** begin Source records **

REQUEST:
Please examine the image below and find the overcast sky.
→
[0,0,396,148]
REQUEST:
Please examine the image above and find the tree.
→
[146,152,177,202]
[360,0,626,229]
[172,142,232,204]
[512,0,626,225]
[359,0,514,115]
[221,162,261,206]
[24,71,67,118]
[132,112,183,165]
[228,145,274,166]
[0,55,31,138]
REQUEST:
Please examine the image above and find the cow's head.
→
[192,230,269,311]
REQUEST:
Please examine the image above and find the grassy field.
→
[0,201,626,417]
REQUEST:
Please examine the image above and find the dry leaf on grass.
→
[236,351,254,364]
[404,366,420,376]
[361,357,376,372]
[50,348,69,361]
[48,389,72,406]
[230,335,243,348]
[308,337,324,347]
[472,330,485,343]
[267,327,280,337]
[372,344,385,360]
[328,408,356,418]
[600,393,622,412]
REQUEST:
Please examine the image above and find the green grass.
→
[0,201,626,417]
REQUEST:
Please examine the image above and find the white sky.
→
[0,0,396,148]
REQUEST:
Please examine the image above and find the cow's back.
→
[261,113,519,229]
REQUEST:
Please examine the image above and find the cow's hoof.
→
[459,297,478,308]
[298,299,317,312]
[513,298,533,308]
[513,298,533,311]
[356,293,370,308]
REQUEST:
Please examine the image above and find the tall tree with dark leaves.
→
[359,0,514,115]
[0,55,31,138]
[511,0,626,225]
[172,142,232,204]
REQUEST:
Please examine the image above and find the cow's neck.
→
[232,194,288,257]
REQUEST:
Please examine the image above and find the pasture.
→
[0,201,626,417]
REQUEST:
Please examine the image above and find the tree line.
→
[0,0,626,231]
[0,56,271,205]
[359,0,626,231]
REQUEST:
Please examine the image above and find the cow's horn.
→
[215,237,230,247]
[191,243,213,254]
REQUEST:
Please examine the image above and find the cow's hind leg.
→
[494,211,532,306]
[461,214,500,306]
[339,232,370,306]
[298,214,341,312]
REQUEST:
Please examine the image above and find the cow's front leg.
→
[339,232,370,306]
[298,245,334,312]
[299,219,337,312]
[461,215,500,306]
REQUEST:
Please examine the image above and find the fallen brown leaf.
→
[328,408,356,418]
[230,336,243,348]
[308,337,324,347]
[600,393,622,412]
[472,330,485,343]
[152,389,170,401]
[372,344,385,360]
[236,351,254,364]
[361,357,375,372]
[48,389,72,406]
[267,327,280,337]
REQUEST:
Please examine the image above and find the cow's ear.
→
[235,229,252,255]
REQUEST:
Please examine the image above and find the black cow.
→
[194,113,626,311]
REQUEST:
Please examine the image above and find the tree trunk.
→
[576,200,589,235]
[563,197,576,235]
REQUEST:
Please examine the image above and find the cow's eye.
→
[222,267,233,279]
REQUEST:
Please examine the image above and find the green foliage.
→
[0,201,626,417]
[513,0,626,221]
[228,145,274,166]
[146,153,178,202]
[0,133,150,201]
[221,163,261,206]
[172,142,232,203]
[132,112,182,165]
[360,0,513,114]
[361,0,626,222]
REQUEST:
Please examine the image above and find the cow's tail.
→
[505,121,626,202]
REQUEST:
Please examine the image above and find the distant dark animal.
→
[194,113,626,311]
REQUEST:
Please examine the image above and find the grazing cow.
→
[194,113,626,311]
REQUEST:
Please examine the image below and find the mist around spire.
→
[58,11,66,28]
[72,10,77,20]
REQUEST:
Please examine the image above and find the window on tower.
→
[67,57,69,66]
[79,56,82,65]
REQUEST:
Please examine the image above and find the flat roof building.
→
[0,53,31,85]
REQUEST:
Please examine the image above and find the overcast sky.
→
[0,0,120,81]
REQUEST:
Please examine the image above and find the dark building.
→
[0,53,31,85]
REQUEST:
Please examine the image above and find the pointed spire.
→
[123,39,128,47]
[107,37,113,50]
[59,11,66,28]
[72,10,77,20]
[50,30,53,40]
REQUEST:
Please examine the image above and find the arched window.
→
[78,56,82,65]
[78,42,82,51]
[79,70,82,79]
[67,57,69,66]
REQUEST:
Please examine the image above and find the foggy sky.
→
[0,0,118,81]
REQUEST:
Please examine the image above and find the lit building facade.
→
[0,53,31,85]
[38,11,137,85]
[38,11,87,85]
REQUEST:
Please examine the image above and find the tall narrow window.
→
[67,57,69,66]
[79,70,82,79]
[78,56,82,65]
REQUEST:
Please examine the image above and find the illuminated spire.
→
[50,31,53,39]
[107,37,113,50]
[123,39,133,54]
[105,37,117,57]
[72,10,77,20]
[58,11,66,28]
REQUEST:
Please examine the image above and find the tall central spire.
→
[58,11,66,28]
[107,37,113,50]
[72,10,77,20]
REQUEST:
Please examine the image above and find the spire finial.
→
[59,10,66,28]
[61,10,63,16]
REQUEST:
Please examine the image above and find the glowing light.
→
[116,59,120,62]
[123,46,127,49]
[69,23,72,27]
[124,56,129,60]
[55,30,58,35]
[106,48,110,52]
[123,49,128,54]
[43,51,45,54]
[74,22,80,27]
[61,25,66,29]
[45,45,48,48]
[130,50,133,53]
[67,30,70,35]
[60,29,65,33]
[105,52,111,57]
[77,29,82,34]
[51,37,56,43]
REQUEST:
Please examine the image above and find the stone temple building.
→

** end Source records **

** Brief **
Give every line of the rows from the very first one through the line holding "[192,230,269,311]", both included, as a Markdown table with the columns Number and Entry, numbering the lines in order and leaving out any blank ones.

** Task solution **
| Number | Entry |
|---|---|
| 1 | REQUEST: |
| 2 | Please examine the image below and find the overcast sky. |
| 3 | → |
| 4 | [0,0,396,148] |
| 5 | REQUEST: |
| 6 | Please examine the image above and find the tree. |
| 7 | → |
| 8 | [146,152,177,202] |
| 9 | [360,0,626,229] |
| 10 | [172,142,232,204] |
| 11 | [512,0,626,225] |
| 12 | [359,0,514,115] |
| 13 | [221,162,261,206] |
| 14 | [24,71,67,118] |
| 15 | [132,112,183,165] |
| 16 | [228,145,274,166] |
| 17 | [0,55,31,138] |
| 18 | REQUEST: |
| 19 | Please examine the image above and find the cow's head. |
| 20 | → |
| 21 | [192,230,269,311] |